### [Image location labeling items]
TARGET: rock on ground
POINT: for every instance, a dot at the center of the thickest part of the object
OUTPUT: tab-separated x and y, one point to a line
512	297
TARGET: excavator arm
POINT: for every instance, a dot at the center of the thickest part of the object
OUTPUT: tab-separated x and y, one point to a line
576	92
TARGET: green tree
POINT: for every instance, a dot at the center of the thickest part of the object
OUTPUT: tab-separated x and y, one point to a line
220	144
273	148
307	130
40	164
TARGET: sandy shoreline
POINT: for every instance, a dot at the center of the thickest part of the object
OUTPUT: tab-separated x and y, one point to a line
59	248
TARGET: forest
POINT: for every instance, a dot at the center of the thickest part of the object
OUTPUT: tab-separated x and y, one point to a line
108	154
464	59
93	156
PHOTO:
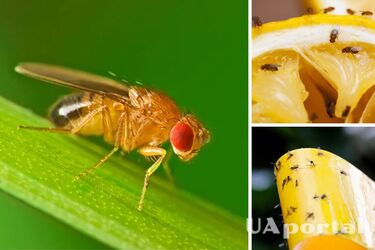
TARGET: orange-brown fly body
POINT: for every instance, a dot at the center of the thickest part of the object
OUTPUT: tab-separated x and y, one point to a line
128	117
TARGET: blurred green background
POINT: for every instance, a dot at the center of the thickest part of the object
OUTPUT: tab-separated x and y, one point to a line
195	51
355	144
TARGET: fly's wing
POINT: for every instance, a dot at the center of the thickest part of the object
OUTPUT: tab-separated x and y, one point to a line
75	79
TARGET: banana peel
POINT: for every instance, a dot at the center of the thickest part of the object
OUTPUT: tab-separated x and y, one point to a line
325	201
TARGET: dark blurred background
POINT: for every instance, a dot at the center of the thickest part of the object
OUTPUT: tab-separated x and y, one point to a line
356	145
195	51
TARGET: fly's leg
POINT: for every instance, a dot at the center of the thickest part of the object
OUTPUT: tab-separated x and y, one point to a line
167	167
98	164
149	152
118	138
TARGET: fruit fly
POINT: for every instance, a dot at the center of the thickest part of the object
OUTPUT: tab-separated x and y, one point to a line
351	50
328	9
333	35
128	117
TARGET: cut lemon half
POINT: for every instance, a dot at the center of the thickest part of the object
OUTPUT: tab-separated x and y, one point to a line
314	68
352	7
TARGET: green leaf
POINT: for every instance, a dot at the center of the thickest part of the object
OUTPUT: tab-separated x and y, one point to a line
39	168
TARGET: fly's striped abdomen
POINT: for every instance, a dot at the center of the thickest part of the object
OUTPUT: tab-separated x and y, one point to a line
71	109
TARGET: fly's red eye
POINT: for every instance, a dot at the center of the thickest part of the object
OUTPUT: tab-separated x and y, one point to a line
182	137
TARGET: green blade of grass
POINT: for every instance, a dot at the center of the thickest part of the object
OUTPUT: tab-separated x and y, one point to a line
39	168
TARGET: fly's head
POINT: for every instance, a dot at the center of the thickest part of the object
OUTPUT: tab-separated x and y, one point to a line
187	137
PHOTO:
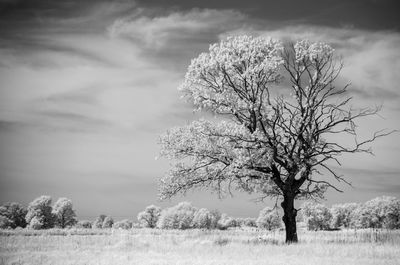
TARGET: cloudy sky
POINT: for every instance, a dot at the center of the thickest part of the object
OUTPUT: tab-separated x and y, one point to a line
86	88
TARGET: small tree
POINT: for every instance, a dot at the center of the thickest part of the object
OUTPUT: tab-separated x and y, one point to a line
98	223
177	217
269	219
392	220
317	216
226	222
86	224
149	217
379	212
13	214
203	218
5	223
342	215
250	222
63	213
39	215
274	139
123	224
108	222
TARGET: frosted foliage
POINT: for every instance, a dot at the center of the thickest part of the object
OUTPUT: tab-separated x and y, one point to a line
222	78
64	213
203	218
317	216
342	215
177	217
108	222
225	222
5	222
40	212
269	219
149	217
210	149
123	224
14	213
36	223
380	212
312	51
98	223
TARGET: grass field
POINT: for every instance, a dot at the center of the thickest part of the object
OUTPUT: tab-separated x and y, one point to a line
147	246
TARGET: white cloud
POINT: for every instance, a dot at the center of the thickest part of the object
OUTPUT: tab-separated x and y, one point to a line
156	32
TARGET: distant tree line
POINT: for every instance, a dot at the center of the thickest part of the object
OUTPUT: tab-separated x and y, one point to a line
381	212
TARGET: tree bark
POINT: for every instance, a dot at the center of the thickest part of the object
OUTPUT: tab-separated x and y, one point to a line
289	218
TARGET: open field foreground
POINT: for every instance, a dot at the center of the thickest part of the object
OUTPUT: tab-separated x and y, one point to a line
145	246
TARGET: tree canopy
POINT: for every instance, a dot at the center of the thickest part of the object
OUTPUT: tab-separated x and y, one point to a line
279	105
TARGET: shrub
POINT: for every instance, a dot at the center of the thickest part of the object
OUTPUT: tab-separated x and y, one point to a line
149	217
268	219
5	223
177	217
378	213
64	215
317	216
108	222
13	215
84	224
36	223
40	212
123	224
98	223
342	215
226	222
250	222
203	218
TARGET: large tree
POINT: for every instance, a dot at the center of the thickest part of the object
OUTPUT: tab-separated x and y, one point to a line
64	214
279	106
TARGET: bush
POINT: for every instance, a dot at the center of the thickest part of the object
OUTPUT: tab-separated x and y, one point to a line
123	224
5	223
64	215
84	224
12	215
381	212
317	216
269	219
343	214
203	218
226	222
177	217
40	213
149	217
108	222
36	223
98	223
250	222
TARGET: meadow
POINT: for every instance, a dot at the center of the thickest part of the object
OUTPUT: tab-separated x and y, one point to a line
237	246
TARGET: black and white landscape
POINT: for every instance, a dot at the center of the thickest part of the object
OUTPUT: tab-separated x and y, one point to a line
189	132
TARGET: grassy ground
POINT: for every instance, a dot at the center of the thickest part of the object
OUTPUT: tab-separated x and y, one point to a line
146	246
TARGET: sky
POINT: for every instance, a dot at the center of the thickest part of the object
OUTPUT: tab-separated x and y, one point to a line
87	87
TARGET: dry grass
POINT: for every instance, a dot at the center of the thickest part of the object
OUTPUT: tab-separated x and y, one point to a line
147	246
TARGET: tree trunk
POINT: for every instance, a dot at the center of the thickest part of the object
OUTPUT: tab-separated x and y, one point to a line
289	218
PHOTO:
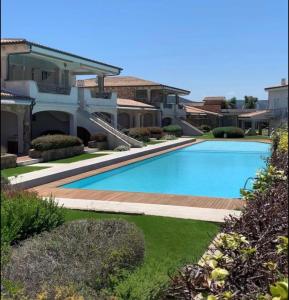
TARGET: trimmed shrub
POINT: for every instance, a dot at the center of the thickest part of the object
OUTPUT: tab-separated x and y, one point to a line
121	148
87	254
206	128
140	133
56	141
249	258
155	132
98	137
169	137
230	132
173	129
24	214
250	132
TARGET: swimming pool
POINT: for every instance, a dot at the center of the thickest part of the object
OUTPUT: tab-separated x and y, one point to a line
210	168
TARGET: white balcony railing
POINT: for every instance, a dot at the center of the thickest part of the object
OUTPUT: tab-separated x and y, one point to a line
88	99
29	88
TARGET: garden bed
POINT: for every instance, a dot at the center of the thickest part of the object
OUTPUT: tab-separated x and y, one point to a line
54	154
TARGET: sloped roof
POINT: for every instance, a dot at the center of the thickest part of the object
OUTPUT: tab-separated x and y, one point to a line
197	111
125	81
6	94
215	98
10	41
277	87
133	103
256	114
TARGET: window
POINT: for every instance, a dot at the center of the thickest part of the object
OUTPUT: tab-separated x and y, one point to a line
141	94
45	75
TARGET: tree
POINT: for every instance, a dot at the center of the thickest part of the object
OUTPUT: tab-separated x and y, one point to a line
232	103
250	102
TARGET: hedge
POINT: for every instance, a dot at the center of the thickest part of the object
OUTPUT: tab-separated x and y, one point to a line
230	132
139	133
55	141
88	255
249	258
24	214
173	129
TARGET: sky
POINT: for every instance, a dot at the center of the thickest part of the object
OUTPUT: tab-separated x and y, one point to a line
226	48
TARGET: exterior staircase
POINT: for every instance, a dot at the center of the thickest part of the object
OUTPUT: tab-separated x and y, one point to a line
94	123
105	125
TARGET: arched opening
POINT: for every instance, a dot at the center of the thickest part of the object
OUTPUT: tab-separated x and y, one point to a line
148	120
50	122
166	121
123	120
84	135
9	132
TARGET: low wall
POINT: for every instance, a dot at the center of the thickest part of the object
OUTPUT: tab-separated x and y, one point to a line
8	161
92	166
55	154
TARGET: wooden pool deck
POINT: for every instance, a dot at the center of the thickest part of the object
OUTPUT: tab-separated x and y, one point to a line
53	188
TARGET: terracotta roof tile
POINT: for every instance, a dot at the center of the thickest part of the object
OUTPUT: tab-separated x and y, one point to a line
129	102
118	81
6	94
7	41
214	98
196	111
258	113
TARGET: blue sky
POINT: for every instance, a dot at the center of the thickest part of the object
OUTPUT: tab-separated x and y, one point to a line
212	48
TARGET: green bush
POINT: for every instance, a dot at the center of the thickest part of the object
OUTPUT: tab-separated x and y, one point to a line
86	254
140	133
250	132
173	129
168	137
230	132
56	141
24	214
205	128
98	137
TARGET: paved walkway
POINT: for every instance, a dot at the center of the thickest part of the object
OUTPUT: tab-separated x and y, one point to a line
193	213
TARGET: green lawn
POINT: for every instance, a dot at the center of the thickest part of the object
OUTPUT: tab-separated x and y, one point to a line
210	136
153	142
78	158
20	170
170	243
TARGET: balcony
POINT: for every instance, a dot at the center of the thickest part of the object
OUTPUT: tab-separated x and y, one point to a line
44	94
92	100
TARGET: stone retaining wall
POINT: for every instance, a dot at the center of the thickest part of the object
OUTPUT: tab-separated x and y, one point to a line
55	154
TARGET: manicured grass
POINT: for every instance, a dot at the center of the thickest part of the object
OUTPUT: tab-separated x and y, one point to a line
79	157
170	243
20	170
209	135
153	142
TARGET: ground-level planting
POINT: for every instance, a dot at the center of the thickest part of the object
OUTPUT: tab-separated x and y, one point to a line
79	157
20	170
169	243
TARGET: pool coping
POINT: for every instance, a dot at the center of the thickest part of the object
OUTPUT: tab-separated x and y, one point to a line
59	171
55	188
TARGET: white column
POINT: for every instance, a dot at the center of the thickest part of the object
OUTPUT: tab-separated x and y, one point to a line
73	125
20	133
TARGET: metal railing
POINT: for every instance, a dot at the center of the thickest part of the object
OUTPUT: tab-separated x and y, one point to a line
53	89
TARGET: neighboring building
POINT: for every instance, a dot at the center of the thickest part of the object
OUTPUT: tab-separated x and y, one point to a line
40	95
162	102
47	76
278	104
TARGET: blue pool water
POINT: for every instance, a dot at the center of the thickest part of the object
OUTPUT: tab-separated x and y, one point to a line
211	168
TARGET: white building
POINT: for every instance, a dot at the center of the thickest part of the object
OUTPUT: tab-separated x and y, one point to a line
278	104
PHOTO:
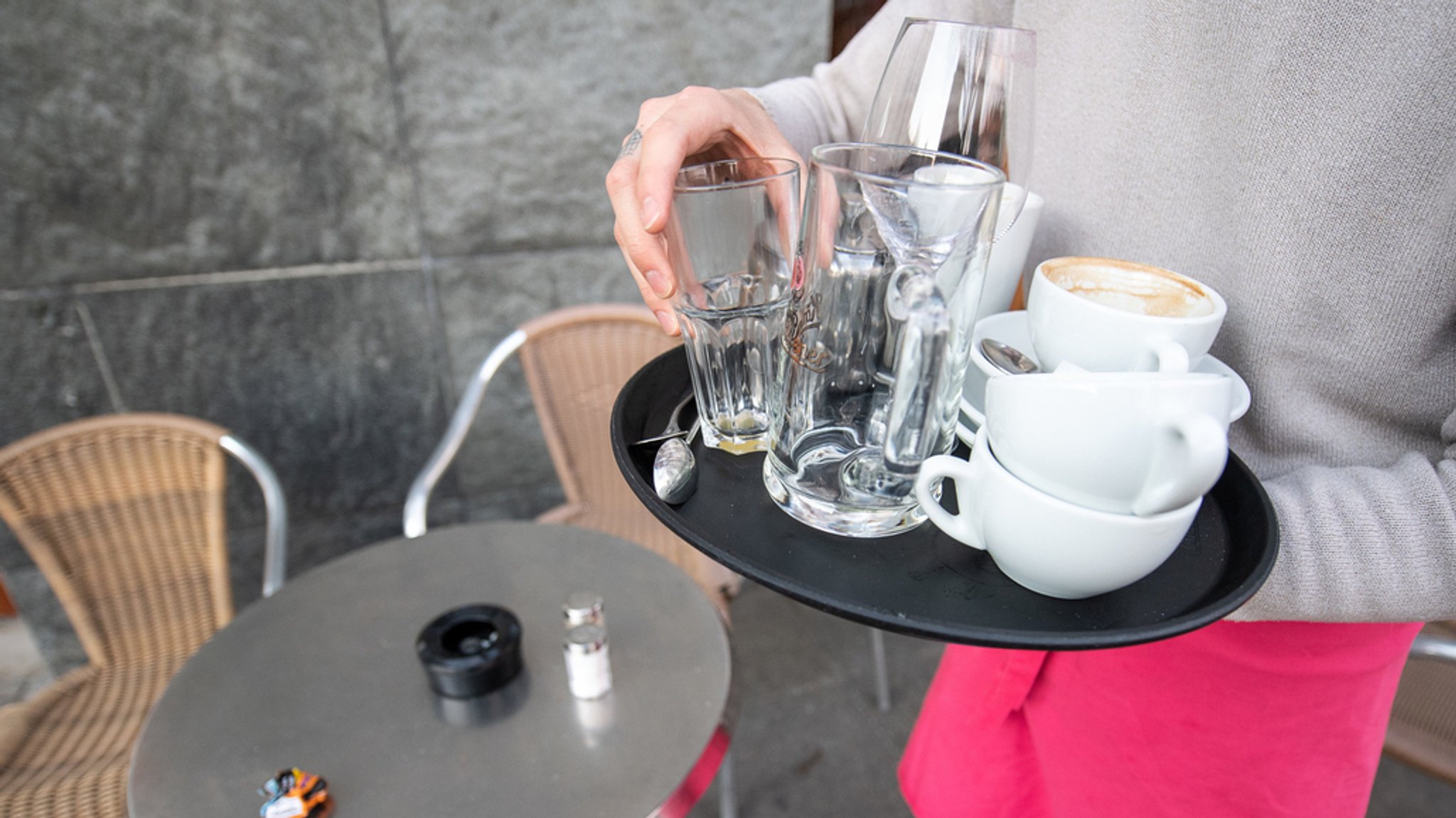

### [Work instructions]
In the stretch from the line containing "TARGET: neighboring building" through the end of the items, swap "blue pool water" for "turquoise pool water" and write those lines out again with nothing else altered. Leave the pictures out.

### [Result for this exercise]
TARGET: neighboring building
POINT: for every instance, a dot at the center of the thickest part of the object
OUTPUT: tab-separated x and y, one point to a line
40	95
162	102
47	76
278	104
TARGET: turquoise pool water
POINT: for every instance, a dot at the center of the thickest part of the object
OUTPUT: tab-separated x and y, one point to a line
211	168
TARGET: white building
POINT: for every instance, a dot at the center of the thickest part of the object
OUTPUT: tab-separated x and y, one point to a line
278	104
PHOTO:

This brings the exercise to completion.